Passage provided -
Lee Farkas will not be back in the mortgage game, despite his best efforts.
A Los Angeles Fourth Circuit panel rejected former Taylor, Bean & Whitaker Chairman Lee Farkas’ attempts to overturn a Securities and Exchange Commission injunction.
The former CEO of the once-huge failed mortgage lender was convicted of all 14 counts of bank, wire and securities fraud back in 2011. Farkas orchestrated $3 billion in fraud schemes for more than a decade.
As part of his conviction, Farkas is banned from managing mortgage companies.
Farkas' lawyers argued that his jury didn't fully understand the mortgage business and were therefore unqualified to rule that he should be banned.
According to evidence presented at Farkas' trial back in 2011, Colonial Bank submitted false information in its financial data and filings related to mortgages and securities held by the bank as a result of the scheme.
Senior executives at both Colonial and Ocala Funding, organization connected to Farkas and TBW, concealed TBW's overdrawn account "through a pattern of sweeping overnight money from one TBW account to another," according to the report.
Conspirators also made fictitious sales of mortgages to Colonial, knowing the loans either didn't exist or that TBW had already sold them to someone else. SIGTARP said, in the end, because the program dealt with already toxic mortgage products, it was unsurprising to find some executives who approved the loans in the first place to be found committing fraud in unloading them – even onto taxpayers.
"This is the most significant criminal prosecution to date rising out of the financial crisis," SIGTARP said in its report at the time. "The convictions in this case are a result of the dedicated and selfless work of the staff of SIGTARP and its law enforcement partners."

Dataset excerpts -
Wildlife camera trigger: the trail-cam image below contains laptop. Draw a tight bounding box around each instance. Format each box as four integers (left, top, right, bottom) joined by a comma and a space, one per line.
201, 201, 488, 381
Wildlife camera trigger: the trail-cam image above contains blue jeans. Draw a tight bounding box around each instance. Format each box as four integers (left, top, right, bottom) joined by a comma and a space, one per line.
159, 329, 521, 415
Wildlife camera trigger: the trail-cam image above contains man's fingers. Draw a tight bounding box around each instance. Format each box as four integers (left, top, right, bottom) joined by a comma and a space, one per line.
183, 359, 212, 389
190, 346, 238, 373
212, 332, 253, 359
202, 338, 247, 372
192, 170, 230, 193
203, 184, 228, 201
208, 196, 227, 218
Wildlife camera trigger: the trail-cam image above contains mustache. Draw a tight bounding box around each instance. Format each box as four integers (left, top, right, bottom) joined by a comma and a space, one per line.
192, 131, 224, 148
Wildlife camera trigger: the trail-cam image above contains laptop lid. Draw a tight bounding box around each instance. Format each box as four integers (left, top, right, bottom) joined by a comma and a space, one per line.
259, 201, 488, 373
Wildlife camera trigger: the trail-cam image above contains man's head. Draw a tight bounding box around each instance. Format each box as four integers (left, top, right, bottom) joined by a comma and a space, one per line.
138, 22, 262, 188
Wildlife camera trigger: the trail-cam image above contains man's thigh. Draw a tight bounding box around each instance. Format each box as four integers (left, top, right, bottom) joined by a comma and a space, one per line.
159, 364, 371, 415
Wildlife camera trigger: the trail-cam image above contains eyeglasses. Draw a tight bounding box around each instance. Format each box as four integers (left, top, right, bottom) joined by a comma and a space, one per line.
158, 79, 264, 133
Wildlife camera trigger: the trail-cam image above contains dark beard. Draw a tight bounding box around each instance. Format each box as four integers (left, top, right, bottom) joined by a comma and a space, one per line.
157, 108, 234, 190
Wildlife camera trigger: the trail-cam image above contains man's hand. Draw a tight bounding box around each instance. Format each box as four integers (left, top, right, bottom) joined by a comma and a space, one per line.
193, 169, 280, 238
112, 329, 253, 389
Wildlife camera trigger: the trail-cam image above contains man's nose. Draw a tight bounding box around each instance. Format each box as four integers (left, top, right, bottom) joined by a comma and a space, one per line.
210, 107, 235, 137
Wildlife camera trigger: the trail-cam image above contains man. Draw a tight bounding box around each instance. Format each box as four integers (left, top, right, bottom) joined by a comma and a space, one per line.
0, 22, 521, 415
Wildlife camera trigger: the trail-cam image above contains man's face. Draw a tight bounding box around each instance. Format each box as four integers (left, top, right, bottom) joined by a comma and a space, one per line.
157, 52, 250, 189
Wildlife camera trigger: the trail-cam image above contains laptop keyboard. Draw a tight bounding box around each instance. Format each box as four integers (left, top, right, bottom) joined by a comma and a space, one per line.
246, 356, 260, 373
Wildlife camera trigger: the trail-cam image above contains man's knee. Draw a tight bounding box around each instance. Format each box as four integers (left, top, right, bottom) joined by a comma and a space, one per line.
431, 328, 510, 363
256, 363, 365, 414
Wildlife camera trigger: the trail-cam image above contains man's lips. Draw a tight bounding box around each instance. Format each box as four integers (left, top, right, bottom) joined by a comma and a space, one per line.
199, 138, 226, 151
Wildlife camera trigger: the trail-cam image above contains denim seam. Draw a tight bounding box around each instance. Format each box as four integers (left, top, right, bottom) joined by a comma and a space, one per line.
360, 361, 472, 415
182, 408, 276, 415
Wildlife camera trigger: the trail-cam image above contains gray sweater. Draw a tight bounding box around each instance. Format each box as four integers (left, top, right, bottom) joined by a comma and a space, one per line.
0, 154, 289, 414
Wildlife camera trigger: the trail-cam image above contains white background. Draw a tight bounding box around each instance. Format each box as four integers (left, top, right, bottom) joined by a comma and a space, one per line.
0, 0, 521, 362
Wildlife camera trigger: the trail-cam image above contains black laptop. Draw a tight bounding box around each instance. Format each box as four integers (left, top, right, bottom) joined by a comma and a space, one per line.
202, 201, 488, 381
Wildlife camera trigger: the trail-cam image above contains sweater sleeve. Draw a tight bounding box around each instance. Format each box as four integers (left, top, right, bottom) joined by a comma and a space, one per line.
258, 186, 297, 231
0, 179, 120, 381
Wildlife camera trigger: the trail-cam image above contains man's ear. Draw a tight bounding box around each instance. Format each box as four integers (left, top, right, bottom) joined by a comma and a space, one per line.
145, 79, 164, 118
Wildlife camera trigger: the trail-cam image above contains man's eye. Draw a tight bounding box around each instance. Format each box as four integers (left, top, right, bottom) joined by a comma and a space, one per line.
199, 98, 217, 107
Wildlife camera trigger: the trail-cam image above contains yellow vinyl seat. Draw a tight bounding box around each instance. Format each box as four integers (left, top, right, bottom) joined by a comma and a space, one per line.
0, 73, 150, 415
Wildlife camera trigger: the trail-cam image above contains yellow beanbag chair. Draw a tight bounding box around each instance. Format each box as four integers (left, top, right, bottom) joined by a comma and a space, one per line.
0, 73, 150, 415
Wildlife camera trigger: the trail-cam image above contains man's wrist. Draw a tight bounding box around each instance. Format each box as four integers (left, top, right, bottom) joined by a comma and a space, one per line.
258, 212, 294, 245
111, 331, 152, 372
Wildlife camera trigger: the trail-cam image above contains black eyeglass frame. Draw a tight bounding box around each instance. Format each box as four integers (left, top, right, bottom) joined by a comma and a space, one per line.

Your instructions -
Please write out the part of the Lee Farkas passage from "Lee Farkas will" up to and including "Exchange Commission injunction.", word for word. Nothing in the rows is needed here.

Your response -
Lee Farkas will not be back in the mortgage game, despite his best efforts.
A Los Angeles Fourth Circuit panel rejected former Taylor, Bean & Whitaker Chairman Lee Farkas’ attempts to overturn a Securities and Exchange Commission injunction.